# [Your task]
Please format the data below as a numbered list, one line per item, leaving out any blank lines.

● ● ● ●

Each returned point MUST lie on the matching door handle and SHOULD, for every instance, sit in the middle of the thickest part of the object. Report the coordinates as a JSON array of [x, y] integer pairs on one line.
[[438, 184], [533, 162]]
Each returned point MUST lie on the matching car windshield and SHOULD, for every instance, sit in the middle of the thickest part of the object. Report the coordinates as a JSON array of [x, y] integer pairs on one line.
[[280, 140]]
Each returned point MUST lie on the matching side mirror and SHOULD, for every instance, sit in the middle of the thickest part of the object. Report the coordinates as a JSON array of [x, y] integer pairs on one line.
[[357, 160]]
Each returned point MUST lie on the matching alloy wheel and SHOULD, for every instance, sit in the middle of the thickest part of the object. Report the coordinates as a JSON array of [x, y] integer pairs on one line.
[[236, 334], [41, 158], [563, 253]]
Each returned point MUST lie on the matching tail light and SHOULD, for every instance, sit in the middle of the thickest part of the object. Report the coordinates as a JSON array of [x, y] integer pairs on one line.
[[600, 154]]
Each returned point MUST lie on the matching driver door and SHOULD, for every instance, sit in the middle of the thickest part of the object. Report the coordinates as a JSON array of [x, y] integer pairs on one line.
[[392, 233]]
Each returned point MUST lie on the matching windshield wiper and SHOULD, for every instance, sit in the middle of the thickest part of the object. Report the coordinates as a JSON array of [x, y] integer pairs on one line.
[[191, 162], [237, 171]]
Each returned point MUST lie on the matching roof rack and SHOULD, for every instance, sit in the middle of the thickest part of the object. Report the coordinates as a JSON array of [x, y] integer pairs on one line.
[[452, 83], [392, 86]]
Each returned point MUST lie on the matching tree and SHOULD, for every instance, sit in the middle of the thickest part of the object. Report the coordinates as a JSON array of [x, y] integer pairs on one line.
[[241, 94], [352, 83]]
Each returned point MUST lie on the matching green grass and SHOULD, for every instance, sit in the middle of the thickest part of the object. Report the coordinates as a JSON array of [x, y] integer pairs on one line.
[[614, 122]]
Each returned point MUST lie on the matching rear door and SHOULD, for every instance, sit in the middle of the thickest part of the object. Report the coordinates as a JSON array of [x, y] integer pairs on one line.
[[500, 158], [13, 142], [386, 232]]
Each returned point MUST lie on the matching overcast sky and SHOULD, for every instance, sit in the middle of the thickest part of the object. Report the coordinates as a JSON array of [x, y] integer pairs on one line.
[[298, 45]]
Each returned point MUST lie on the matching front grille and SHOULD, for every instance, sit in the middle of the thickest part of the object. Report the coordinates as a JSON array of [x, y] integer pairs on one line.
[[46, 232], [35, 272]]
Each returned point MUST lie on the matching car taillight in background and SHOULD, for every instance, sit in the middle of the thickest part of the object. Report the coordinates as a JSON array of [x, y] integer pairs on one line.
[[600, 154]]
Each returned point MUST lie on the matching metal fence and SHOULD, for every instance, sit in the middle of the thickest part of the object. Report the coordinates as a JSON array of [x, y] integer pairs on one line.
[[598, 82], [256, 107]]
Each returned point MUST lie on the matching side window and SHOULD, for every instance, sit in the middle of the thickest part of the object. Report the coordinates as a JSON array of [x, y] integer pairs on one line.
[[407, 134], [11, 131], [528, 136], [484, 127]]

● ● ● ●

# [Full answer]
1. Each returned point MUST lie on the matching door handle and SHOULD, for every instance, sit in the middle of the thickest part of the object. Report the coordinates as a JSON array of [x, y] integer pairs on one line.
2. [[438, 184], [533, 162]]
3. Each returned point MUST lie on the matching car windshield and SHOULD, for every instance, sit in the middle of the thickest part of the object. Report the coordinates as a JSON array of [x, y] integer pairs on one line.
4. [[280, 140]]
5. Each returned point MUST lie on the matching side mirror and SHOULD, for every instance, sit in the middle of the thickest part of the object. Report the coordinates as a JSON array of [x, y] integer pairs on one line.
6. [[357, 160]]
7. Each returned point MUST lie on the matching alloy wheel and SHOULD, for every instance, sit in the middle of the thickest part of the object. Report the coordinates as a JSON array of [x, y] integer pairs on one line.
8. [[236, 334], [41, 158], [563, 253]]
9. Each returned point MUST lie on the matching tail light and SHOULD, for every instance, sit in the middle of the thickest part of the object. Report the coordinates as a JSON array of [x, y] integer pairs on one line.
10. [[600, 154]]
11. Each returned point MUST lie on the matching driver door and SHOULD, for every instance, sit in the middle of the thickest part of the object. Report the coordinates as a JSON array of [x, y] integer pairs on one line.
12. [[392, 233]]
13. Each returned point MUST lie on the matching windshield wiper and SHOULD, for every instance, sit in the middle of the thickest part of the object. Report the coordinates as a JSON array of [x, y] integer pairs on one line.
14. [[191, 162], [237, 171]]
15. Each returned point MUST lie on the matching roof rack and SHOULD, for every instance, sit in the middle of the thickest part of the object. Report the coordinates as a JSON array of [x, y] integer pairs on one line.
16. [[452, 83], [392, 86]]
17. Each returned point MUST lie on the matching tree and SHOULD, for every instance, sit in the middle of the thickest part of the object. Report the coordinates as a JSON array of [x, y] integer pairs on one line.
18. [[241, 94], [352, 83]]
19. Each returned point MUST lie on the matching green grass and SHOULD, for every instance, sit in the middle of the thickest part of the object. Report the coordinates as a JSON array of [x, y] integer pairs on one line.
20. [[614, 122]]
21. Each returned point MUST lie on the matching rear door and SHOULD, for every instance, sit in the middle of the thickest part of the object. Report the coordinates as a JSON array of [x, y] integer pairs on one line.
22. [[500, 158], [13, 142], [386, 232]]
23. Each returned point MUST lie on the matching overcast sky and SHOULD, for every instance, sit in the middle of the thickest part of the object. Report the coordinates as a JSON array of [x, y] integer pairs on one line.
24. [[298, 45]]
25. Each returned point MUST lie on the matching front grille and SHOULD, for every instance, sit in the middle of the thickest part of the object. Report the coordinates as a JSON array of [x, y] integer pairs on one line.
26. [[46, 232], [35, 272]]
27. Each returned point MUST lie on the matching car taillight in background and SHOULD, for every instance, sit in the middle of the thickest part of the object. Report the coordinates as a JSON array of [x, y] integer pairs on one line.
28. [[600, 154]]
29. Each returned point MUST lie on the matching metal fence and SHOULD, for every instance, sit in the middle of the thickest part of the object. Report the coordinates as a JSON array of [x, y] integer pairs on one line.
30. [[598, 82], [256, 107]]
31. Each returned point MUST lie on the matching side window and SHOULD, for every instance, sit in the middle of the thickest part of the object. Report the coordinates as a JSON array of [x, y] integer pairs on one line.
32. [[407, 134], [11, 131], [528, 136], [484, 127]]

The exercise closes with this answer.